▶ [抜粋本文]

録音といっても今現在自分の書いているものではなく、上田亨さんという作曲家のものだった。
新鮮だったのが、通常よく使うスタジオではなく、渋谷に新しくオープンしたミディアルタという会社のスタジオに初めて行った。
新しいというだけではなく、最新のセキュリティーシステムが全館に渡って施されており、エレベーターでおのおのの階に入るにはその階専用のIDカードがないと入れなかった。
つまりトイレに行くにもカードがないとオートロックで閉め出されてしまうということだ。
写真は6階にあるスタジオ。
なんと調整室はこのフロアではなく、4階にある。

すぐ近所がNHKの建物があるところだ。
そしてこの部屋自体にかなり残響があって、ヘッドフォンを通さなくても十分気持ちよく弾ける。
ピアノはたしかYAMAHAのS6だったかな。
なかなか良かった。
今回の編成はピアノとヴァイオリンだけという珍しいものだった。
でも音符は編成が小さいだけに(爆)、なかなかこの手の仕事(詳しくない方に説明すると、こういう録音は当日スタジオに行って初めて譜面を渡されて一回リハーサルをしたらすぐに録音が開始されるから極度に複雑な譜面ではないことが多い)からすると、音符の数が結構多かった。
だから、一枚目の写真でわかるとおり一応ヴァイオリンとピアノの間に「しきり」があるのだ。

▶ [記録一覧]
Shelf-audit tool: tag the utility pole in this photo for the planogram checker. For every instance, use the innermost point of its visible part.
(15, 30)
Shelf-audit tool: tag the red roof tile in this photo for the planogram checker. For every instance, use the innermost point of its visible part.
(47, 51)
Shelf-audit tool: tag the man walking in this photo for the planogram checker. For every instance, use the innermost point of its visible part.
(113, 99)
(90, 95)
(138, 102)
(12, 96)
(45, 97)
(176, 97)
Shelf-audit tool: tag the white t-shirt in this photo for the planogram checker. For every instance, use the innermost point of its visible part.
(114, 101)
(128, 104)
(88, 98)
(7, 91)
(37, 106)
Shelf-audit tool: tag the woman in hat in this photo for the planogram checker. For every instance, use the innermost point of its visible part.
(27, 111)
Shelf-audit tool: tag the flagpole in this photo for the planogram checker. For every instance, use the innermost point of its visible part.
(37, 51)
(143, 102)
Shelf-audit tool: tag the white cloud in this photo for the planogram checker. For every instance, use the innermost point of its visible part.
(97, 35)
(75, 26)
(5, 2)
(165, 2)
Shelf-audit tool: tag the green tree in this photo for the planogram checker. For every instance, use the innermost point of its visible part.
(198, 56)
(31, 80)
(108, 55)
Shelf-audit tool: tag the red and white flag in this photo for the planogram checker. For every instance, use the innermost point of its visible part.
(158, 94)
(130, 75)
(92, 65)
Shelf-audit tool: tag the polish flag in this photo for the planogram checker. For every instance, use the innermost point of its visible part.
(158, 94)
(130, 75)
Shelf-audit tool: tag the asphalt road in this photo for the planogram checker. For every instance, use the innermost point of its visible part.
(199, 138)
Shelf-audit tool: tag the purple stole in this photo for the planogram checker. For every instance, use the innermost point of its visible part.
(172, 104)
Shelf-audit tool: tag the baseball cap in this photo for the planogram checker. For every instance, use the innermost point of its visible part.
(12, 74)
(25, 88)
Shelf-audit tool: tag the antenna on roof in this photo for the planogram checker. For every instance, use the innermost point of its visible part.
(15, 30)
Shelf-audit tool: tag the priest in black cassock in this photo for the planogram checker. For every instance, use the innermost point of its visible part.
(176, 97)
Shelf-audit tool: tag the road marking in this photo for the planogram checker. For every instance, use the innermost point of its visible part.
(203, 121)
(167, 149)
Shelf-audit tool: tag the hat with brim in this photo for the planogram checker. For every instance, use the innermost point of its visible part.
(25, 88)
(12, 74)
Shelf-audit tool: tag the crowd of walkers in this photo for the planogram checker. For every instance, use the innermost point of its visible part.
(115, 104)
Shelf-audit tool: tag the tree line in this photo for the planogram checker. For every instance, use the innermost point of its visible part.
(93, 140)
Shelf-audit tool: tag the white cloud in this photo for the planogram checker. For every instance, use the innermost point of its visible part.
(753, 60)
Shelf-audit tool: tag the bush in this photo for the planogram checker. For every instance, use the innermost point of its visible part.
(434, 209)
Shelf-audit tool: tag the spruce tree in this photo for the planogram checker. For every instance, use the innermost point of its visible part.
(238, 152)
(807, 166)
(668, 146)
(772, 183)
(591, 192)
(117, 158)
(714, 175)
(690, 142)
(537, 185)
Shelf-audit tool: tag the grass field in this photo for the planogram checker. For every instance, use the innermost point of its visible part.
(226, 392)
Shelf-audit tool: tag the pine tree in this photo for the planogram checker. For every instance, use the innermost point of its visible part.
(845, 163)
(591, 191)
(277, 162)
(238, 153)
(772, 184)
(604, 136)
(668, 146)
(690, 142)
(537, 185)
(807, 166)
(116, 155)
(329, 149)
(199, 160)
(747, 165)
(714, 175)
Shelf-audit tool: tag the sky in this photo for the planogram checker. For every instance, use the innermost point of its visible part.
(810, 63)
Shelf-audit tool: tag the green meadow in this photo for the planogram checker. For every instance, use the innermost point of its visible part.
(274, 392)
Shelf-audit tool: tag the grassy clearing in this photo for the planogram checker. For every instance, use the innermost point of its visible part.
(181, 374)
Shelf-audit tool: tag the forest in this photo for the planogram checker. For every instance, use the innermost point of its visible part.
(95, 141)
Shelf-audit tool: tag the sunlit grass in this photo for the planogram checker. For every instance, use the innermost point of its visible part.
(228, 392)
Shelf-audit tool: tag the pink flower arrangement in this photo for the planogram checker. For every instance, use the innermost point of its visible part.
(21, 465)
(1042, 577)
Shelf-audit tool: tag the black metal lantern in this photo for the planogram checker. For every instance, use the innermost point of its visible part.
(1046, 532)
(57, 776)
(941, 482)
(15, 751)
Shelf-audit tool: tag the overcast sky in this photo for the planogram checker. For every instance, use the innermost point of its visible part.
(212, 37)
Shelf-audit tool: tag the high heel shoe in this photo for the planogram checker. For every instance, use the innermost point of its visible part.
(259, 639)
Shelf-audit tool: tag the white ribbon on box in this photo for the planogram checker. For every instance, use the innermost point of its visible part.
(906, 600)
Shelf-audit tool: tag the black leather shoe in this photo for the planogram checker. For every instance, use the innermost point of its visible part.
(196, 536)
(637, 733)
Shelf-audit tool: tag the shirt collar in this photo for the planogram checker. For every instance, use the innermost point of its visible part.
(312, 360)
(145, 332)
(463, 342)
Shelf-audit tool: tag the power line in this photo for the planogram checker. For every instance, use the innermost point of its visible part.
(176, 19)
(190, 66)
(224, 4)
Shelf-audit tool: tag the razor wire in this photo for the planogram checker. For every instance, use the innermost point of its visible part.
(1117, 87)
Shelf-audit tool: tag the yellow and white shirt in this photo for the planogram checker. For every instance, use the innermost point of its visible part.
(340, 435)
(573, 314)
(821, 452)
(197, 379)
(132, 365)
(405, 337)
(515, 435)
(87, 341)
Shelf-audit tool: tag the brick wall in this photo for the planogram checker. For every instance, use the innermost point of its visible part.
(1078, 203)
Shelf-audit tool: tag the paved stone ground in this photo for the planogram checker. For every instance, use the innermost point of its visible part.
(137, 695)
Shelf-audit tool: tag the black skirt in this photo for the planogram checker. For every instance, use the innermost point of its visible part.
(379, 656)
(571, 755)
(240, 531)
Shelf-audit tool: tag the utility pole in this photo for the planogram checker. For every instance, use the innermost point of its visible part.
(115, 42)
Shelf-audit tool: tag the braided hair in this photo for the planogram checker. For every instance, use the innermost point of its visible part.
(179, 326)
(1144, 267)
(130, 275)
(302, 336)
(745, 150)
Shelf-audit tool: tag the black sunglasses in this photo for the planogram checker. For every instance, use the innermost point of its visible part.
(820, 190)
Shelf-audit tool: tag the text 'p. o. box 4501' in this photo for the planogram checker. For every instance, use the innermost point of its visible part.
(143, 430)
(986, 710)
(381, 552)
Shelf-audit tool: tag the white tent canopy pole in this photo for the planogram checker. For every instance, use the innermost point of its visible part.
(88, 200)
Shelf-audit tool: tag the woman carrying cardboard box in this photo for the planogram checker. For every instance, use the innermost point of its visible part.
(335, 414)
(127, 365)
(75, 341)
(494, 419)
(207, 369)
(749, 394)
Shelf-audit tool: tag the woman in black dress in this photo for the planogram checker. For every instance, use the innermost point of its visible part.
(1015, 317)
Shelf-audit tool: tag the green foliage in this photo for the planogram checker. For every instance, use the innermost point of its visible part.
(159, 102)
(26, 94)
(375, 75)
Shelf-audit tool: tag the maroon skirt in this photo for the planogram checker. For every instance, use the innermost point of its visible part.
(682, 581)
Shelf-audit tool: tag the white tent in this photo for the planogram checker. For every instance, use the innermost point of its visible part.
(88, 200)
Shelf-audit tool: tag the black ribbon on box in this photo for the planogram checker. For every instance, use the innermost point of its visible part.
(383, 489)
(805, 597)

▶ [取り組む課題]
1/ スタジオ録音の文章について答えてください。
(a) 録音したのは、何という作曲家の作品ですか。
(b) 写真のスタジオは何階にあり、調整室は何階にありますか。
(c) 今回の編成はどの楽器で構成されていましたか。
2/ スタジオ録音の文章を、最後の文の後から引き継いで書き進めてください。

▶ [解答]
1/
(a) 上田亨さん
(b) スタジオは6階、調整室は4階
(c) ピアノとヴァイオリン

2/
三枚目の写真(おのおの突っつけばでかくなる)にあるとおり、他のフロアにある調整室の様子がなんとプロジェクタで壁に照射されているのには一同びっくり。
作曲家を含めみんな携帯で写真を撮りまくっていたし(爆)
そうなんです、まだオープンして間もないらしく、録音としては二度目の使用だったらしいです。
内容は「ハンナのかばん」というアウシュビッツに関係したストーリーのお芝居だそうです。
演じるのは大阪の劇団で、「劇団コーロ」と言うそうです。
もうこの記事が投稿されたときは初演は終わっているけれどもまた再演の機会があって、予算的に少し余裕があるときは生演奏でもやりたいと言われ、それはまた楽しそうだなと思いました。
そうなんですよ。
こういう仕事ってだいたい録音に参加するけど、その「結果」ってほとんど観たことがない(爆)からたまには観てみたいとも思います。